▶ Selected text
________
System Design: News Feed — How Twitter and Instagram Scale to Billions
Twitter serves 500M+ users
a personalised feed in
under 500 ms. The
engineering behind it
took a decade to perfect.
Scroll your Twitter timeline. Tap Instagram Stories. The feed appears in under a second — effortlessly. What’s invisible is one of the most difficult distributed-systems challenges in production engineering: delivering the right posts, from the right people, to 500 million users, faster than they can blink.
This post walks the news feed problem from naïve SQL all the way to the hybrid architecture that Twitter, Instagram, and Meta actually run. Each level exposes a real failure mode from the previous one — the same progression you need to demonstrate in a system-design interview.
1. The Core Problem
When Alice loads her feed she wants to see posts from everyone she follows, sorted newest-first, paginated. That requirement looks almost trivial — it isn’t.
Here is what “trivial” actually means at scale:
- Alice follows 200 people on average
- Those 200 people post at rates from once a week to once a minute
- Her feed must load in under 500 ms — or she closes the app
- Meanwhile, 500 million other Alices are doing the exact same thing simultaneously
- Beyoncé just posted, which means 200 million feeds need updating right now
The fundamental tension is between read latency (how fast can Alice load her feed?) and write amplification (how much work does one post create across the system?). Every architectural decision you make is a negotiation between these two forces.
2. Requirements
Before designing anything, nail down the constraints. Interviewers reward explicit requirement scoping.
Functional requirements:
- Users follow / unfollow other users
- Users see a feed of posts from followed accounts, sorted reverse-chronologically
- Feed supports infinite scroll (cursor-based pagination)
- Posts include: text (up to 280 chars), optional media reference, timestamp, author
Non-functional requirements:
- Feed load time: < 500 ms at p99
- Scale: 500 M daily active users
- Post ingestion: 1 B posts / day ≈ 11,500 posts / sec
- Read / write ratio: ~100:1 (heavily read-dominant)
________
Data entries
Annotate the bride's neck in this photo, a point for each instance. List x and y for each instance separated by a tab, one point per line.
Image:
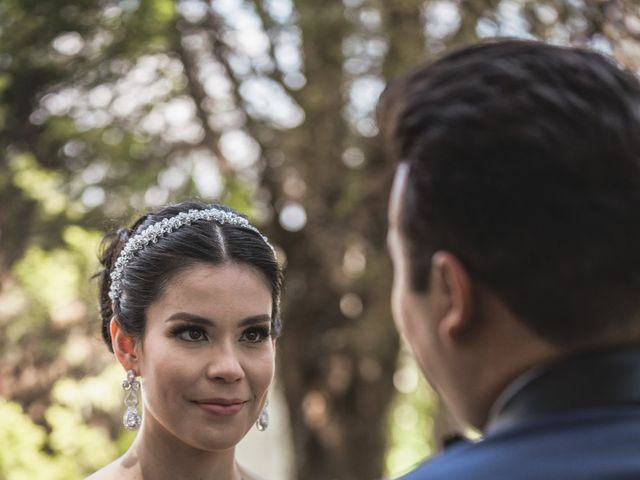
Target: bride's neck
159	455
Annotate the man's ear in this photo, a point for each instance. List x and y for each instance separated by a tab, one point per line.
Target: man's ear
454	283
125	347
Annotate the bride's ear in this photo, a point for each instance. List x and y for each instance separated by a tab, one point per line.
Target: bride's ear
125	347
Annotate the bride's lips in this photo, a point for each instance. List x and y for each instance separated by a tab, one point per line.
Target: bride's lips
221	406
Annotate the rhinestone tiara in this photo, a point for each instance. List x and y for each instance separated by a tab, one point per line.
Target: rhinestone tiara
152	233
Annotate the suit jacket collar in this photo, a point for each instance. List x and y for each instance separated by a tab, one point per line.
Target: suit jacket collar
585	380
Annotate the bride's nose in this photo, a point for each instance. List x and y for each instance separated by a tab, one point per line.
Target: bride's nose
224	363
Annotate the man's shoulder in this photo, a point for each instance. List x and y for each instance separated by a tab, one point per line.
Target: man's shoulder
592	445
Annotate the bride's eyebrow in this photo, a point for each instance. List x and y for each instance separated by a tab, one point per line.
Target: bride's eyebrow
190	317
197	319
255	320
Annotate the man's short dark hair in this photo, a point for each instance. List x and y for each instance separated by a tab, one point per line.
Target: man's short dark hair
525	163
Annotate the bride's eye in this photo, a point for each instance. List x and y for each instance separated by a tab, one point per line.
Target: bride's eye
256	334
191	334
________
▶ Directions
**A.** Reproduce the part of the news feed text from "Scroll your Twitter" to "they can blink.".
**B.** Answer these questions using the news feed text:
(i) How many people does Alice follow on average?
(ii) What is the maximum length of a post's text?
(iii) What read/write ratio does the text give?

▶ Written answers
**A.**
Scroll your Twitter timeline. Tap Instagram Stories. The feed appears in under a second — effortlessly. What’s invisible is one of the most difficult distributed-systems challenges in production engineering: delivering the right posts, from the right people, to 500 million users, faster than they can blink.

**B.**
(i) 200 people
(ii) 280 characters
(iii) About 100:1 (heavily read-dominant)